*Required action*.
Print nothing except the lines of the listing below from the line with "Where can you spot the golf" to the line with "Where can you spot the green", each exactly as written, both ends included.

━━━━━ Extracted entries ━━━━━

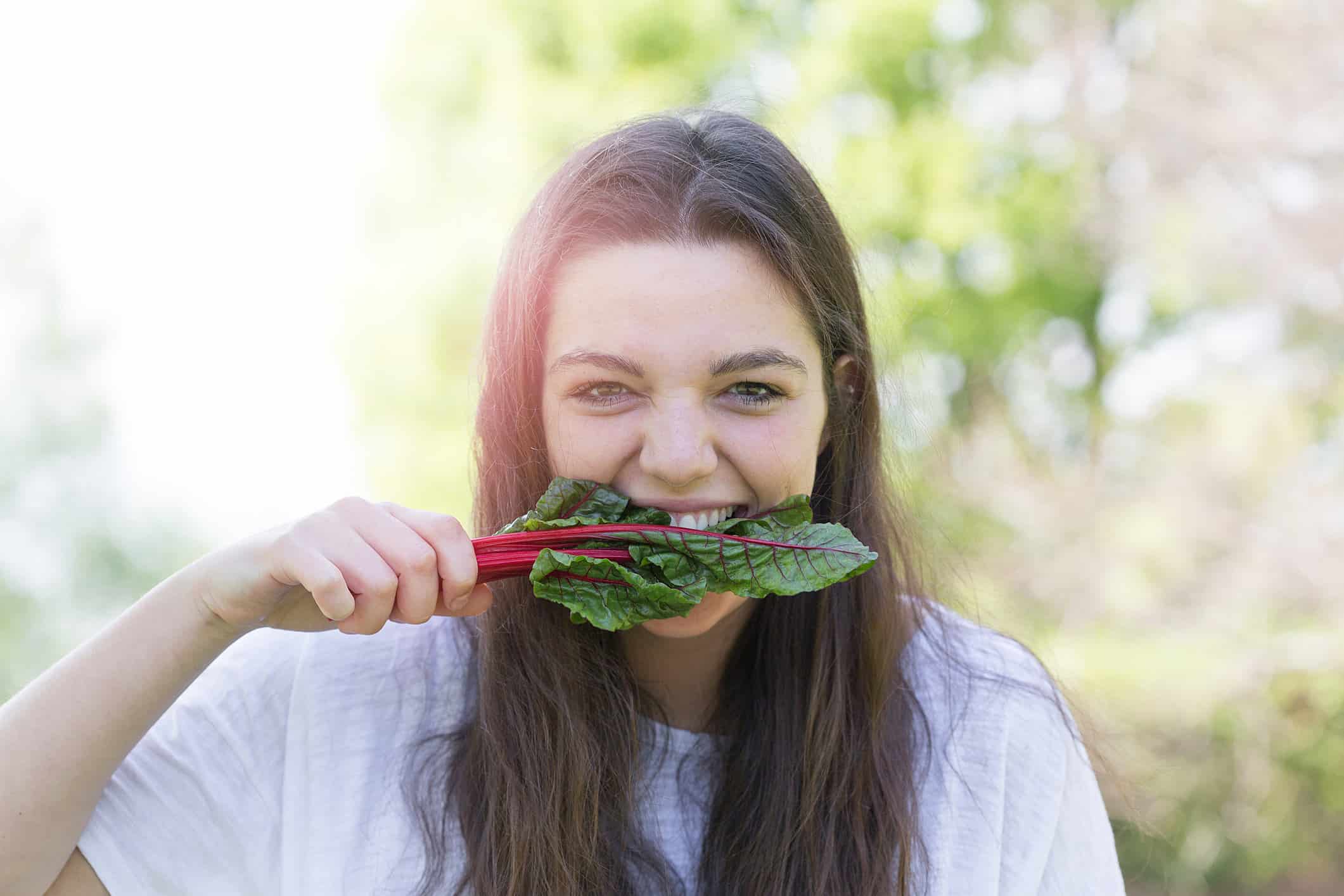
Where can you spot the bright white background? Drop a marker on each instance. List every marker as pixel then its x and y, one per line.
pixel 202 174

━━━━━
━━━━━ Extracted entries ━━━━━

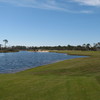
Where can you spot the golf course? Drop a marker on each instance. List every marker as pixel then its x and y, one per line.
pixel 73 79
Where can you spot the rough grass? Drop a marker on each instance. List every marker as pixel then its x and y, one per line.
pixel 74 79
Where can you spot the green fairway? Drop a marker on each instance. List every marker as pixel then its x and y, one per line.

━━━━━
━━━━━ Extracted entries ━━━━━

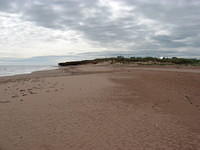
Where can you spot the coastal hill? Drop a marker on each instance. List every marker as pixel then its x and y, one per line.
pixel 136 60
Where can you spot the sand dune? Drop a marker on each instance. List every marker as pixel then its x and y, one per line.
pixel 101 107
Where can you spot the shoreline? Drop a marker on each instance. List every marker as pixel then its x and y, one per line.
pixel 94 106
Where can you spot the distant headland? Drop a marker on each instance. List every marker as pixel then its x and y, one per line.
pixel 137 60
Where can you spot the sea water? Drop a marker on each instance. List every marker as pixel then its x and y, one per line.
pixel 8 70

━━━━━

*Expected output*.
Where can you spot the golf course? Drop a marker on each instance. List every marker as pixel then its x and y, one per line.
pixel 73 79
Where can you spot the rough grass? Drop a marker on each instance. List every marker as pixel then its x and y, one per line.
pixel 74 79
Where can you spot the green fairway? Drop a marker on each instance. List every marker as pixel then its x and y, one per line.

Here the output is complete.